• Assigned task:
Among the entries below, one line contains "pixel 642 120." and another contains "pixel 932 402.". Transcribe those two lines and every line between them, exactly.

Entries taken from a collection:
────────────────────

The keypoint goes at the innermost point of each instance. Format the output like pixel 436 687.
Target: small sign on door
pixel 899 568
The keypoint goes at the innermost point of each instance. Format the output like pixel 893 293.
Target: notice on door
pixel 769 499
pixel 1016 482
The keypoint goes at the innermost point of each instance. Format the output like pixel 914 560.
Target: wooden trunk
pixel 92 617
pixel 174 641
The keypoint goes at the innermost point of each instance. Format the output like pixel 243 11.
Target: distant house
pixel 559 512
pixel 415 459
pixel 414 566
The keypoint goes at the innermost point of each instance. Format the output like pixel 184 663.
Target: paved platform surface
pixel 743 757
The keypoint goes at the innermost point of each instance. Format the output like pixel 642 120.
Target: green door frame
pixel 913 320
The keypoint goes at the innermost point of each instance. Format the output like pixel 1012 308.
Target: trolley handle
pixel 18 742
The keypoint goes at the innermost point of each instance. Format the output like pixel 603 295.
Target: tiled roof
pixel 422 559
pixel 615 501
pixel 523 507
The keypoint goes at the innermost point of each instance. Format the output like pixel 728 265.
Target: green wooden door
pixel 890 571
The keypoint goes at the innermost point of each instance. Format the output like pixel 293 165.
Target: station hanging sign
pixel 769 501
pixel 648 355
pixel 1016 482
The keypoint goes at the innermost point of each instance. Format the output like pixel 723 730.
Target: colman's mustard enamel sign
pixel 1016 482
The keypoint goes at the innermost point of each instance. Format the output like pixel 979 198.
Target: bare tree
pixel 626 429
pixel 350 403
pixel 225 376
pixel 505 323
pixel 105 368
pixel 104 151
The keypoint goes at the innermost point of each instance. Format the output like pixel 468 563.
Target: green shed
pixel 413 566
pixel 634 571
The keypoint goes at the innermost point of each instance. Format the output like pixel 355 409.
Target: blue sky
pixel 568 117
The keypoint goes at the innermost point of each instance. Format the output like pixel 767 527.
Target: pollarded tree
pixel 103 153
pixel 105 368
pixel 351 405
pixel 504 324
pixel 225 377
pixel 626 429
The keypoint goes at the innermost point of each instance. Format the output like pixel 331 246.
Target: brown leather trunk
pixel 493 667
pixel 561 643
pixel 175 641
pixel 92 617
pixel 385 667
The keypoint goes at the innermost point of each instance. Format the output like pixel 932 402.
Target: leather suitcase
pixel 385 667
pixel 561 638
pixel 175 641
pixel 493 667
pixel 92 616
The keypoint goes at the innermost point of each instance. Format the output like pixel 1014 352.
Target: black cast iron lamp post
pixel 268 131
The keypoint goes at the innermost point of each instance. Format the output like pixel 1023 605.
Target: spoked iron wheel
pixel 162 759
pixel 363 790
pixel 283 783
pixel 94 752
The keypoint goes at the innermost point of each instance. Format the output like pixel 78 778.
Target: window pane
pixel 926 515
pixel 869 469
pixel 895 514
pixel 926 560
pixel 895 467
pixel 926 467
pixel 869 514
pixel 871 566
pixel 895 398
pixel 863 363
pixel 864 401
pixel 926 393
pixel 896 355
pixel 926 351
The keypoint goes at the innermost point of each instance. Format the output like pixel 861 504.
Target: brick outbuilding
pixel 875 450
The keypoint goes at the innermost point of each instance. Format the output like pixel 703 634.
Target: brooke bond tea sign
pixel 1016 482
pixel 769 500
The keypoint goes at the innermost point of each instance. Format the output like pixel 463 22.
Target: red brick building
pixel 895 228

────────────────────

• Answer area:
The keypoint goes at the innermost point of each instance. Format the output like pixel 642 120.
Target: green door frame
pixel 913 320
The keypoint goes at the innermost point of each instance. Format the output like pixel 1012 308.
Target: trolley handle
pixel 18 742
The keypoint goes at the innermost point of each instance. Format the output like pixel 603 295.
Target: tiled roof
pixel 422 559
pixel 615 501
pixel 523 507
The keypoint goes at the innermost point of each instance. Format the output like pixel 728 265.
Target: green wooden door
pixel 890 571
The keypoint goes at the innermost point of each instance. Format the output like pixel 293 165.
Target: station hanging sign
pixel 769 501
pixel 648 355
pixel 1016 482
The keypoint goes at the innermost point of each instance. Format the output like pixel 723 730.
Target: colman's mustard enamel sign
pixel 1016 482
The keypoint goes at the innermost point of each instance. Format the output like pixel 979 198.
Target: bare tree
pixel 626 429
pixel 350 403
pixel 225 376
pixel 505 323
pixel 105 368
pixel 104 151
The keypoint goes at the innermost point of each instance. Format the output like pixel 468 563.
Target: green shed
pixel 413 566
pixel 634 571
The keypoint goes at the innermost point of each instance. Format the output like pixel 355 409.
Target: blue sky
pixel 568 117
The keypoint goes at the innermost point of each instance. Format the output like pixel 767 527.
Target: pollarded tree
pixel 103 153
pixel 105 368
pixel 351 405
pixel 504 324
pixel 225 377
pixel 626 429
The keypoint goes at the innermost point of each instance. Format the output like pixel 331 246.
Target: brown leather trunk
pixel 493 667
pixel 561 643
pixel 175 641
pixel 92 617
pixel 385 667
The keypoint goes at the innermost point of each instance. Format the output like pixel 932 402.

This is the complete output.